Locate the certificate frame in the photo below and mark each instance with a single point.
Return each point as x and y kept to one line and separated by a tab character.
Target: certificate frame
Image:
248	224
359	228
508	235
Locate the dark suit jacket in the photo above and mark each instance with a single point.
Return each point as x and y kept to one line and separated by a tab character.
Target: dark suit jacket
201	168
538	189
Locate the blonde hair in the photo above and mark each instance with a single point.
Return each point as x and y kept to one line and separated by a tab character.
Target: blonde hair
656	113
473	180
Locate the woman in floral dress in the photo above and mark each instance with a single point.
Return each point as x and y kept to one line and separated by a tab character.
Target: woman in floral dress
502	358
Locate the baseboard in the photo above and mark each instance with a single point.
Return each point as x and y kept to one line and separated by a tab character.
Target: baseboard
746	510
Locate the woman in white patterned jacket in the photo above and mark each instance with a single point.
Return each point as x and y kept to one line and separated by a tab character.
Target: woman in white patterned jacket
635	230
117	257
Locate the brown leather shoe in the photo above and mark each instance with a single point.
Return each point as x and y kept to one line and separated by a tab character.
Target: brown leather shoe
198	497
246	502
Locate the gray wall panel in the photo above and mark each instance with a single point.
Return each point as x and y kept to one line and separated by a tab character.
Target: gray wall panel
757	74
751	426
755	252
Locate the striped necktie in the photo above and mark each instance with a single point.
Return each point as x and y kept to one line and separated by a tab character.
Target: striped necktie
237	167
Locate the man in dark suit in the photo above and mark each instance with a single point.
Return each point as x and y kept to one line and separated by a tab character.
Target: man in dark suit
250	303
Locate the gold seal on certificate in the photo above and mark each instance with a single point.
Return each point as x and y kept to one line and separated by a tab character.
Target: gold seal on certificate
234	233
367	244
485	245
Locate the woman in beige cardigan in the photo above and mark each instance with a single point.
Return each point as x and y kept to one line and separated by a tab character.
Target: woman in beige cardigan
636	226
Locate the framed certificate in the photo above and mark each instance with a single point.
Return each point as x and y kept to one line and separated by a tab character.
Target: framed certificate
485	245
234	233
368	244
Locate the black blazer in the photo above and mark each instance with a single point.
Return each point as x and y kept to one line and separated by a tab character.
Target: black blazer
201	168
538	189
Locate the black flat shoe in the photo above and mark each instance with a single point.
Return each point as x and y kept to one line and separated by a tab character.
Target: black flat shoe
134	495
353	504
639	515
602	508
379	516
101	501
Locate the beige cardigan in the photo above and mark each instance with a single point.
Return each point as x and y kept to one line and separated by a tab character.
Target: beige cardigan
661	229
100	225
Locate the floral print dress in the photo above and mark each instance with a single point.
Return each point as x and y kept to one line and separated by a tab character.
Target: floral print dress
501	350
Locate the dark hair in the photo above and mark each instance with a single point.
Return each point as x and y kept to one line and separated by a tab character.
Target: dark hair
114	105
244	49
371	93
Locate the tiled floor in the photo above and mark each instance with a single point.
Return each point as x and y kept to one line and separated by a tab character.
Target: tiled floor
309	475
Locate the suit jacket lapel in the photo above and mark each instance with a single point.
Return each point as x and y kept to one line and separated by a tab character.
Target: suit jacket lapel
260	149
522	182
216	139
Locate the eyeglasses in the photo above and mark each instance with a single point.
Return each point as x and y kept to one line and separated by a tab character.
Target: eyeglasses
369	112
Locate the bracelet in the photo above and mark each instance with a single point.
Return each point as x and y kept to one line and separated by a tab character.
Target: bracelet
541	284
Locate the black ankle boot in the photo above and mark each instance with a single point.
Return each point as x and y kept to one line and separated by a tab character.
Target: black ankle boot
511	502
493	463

REQUIRED TASK: Please arrange the listing as a Markdown table with the columns Row and Line, starting with the line containing "Locate the black ankle" and going on through the last line of the listing. Number each row and leave out any blank lines.

RESULT OF THIS TASK:
| Row | Line |
|---|---|
| 1 | Locate the black ankle boot in the photo above and mark each instance with a single point. |
| 2 | Return each point as x and y kept to one line and separated by a tab character. |
| 3 | Target: black ankle boot |
| 4 | 511	502 |
| 5 | 493	463 |